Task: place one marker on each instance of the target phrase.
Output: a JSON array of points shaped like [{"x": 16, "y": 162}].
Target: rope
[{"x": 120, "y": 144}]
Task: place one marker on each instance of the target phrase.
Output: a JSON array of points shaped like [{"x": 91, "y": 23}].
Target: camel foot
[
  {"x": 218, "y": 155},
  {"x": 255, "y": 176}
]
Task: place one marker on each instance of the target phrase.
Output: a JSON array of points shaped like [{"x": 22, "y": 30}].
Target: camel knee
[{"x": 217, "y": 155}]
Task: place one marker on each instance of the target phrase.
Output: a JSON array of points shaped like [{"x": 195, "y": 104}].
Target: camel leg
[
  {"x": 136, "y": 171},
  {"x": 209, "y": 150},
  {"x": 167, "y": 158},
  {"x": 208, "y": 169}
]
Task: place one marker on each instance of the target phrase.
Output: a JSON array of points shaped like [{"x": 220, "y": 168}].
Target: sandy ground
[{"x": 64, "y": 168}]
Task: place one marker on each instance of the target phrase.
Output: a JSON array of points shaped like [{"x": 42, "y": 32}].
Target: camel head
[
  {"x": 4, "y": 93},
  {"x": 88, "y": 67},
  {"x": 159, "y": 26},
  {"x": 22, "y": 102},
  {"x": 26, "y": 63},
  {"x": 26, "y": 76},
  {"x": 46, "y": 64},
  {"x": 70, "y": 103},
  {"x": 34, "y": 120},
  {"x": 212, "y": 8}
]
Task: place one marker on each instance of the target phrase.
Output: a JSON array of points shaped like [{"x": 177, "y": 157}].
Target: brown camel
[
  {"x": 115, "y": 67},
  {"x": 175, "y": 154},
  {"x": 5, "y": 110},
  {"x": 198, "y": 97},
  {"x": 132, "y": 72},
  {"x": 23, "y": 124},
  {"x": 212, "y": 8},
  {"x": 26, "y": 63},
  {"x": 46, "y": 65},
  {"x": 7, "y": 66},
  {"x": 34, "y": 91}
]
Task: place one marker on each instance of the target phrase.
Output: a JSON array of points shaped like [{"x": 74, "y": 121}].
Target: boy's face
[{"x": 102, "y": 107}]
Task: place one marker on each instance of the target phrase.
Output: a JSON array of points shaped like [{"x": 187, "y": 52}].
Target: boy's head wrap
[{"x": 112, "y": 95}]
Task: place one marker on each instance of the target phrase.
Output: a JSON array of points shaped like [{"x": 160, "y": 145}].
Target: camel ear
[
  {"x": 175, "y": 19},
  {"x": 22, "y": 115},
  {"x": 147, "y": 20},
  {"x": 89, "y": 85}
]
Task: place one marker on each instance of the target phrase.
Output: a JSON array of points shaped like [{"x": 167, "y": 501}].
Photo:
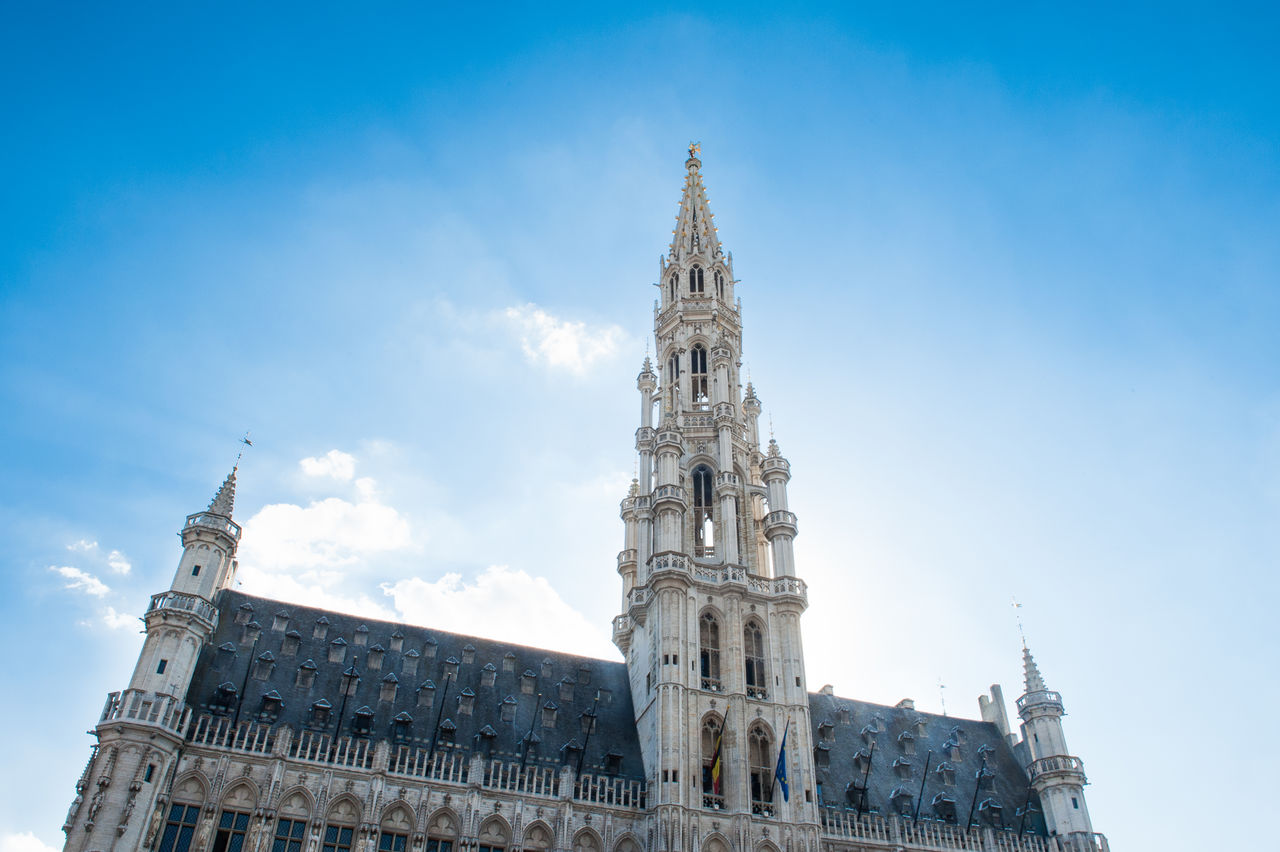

········

> What the task asks
Transcribe the records above verbatim. Do not carry over any picture.

> Answer to this task
Task: place one marker on each instance of the target phrase.
Output: a JSON array of points shaped like [{"x": 16, "y": 162}].
Target: rope
[{"x": 120, "y": 144}]
Task: place one marker on each instance of the target phrase.
Output: a JSON array of points shaped like [{"x": 91, "y": 23}].
Target: camel foot
[
  {"x": 218, "y": 155},
  {"x": 255, "y": 176}
]
Task: place one marker on each instance of the target phrase.
Output: a JSON array of points shaped like [{"x": 22, "y": 30}].
Target: camel knee
[{"x": 217, "y": 155}]
Task: place one marker on each instance of the target phrase.
Output: a JSON array of points shaped like [{"x": 195, "y": 104}].
Target: camel leg
[
  {"x": 136, "y": 171},
  {"x": 209, "y": 150},
  {"x": 167, "y": 158},
  {"x": 208, "y": 169}
]
Task: place one marker on each instance of the target phrase.
Output: a JSON array of points shaped like [{"x": 220, "y": 168}].
Target: sandy ground
[{"x": 64, "y": 168}]
Task: place one marker on each instance of the target phrase.
Output: a JSON array of points shaped like [{"x": 42, "y": 32}].
Target: camel head
[
  {"x": 4, "y": 93},
  {"x": 88, "y": 67},
  {"x": 159, "y": 26},
  {"x": 22, "y": 102},
  {"x": 26, "y": 63},
  {"x": 26, "y": 76},
  {"x": 46, "y": 64},
  {"x": 70, "y": 103},
  {"x": 34, "y": 120},
  {"x": 212, "y": 8}
]
Task: place one marker on each instance of the target phrase.
Output: a JSON array of points shaped like [{"x": 177, "y": 157}].
Target: brown camel
[
  {"x": 115, "y": 67},
  {"x": 175, "y": 154},
  {"x": 5, "y": 110},
  {"x": 198, "y": 97},
  {"x": 132, "y": 72},
  {"x": 23, "y": 124},
  {"x": 212, "y": 8},
  {"x": 26, "y": 63},
  {"x": 46, "y": 65},
  {"x": 7, "y": 66},
  {"x": 34, "y": 91}
]
Task: place one marker on each instance of the target phrase.
Output: a JSON array of points shaped like [{"x": 74, "y": 121}].
Target: boy's face
[{"x": 102, "y": 107}]
Task: place one marker on each instance of the target phrase.
Output: a JSON array of points shaped like [{"x": 187, "y": 52}].
Target: boy's head wrap
[{"x": 112, "y": 95}]
Task: place one marker on each instance of the target phrase.
Output: a JSON array of points shaped like [{"x": 160, "y": 145}].
Target: camel ear
[
  {"x": 175, "y": 19},
  {"x": 22, "y": 115},
  {"x": 147, "y": 20},
  {"x": 89, "y": 85}
]
Task: place one marker on each instance of the target phrase.
Output: a JSON array of points shaped like [{"x": 167, "y": 501}].
Photo:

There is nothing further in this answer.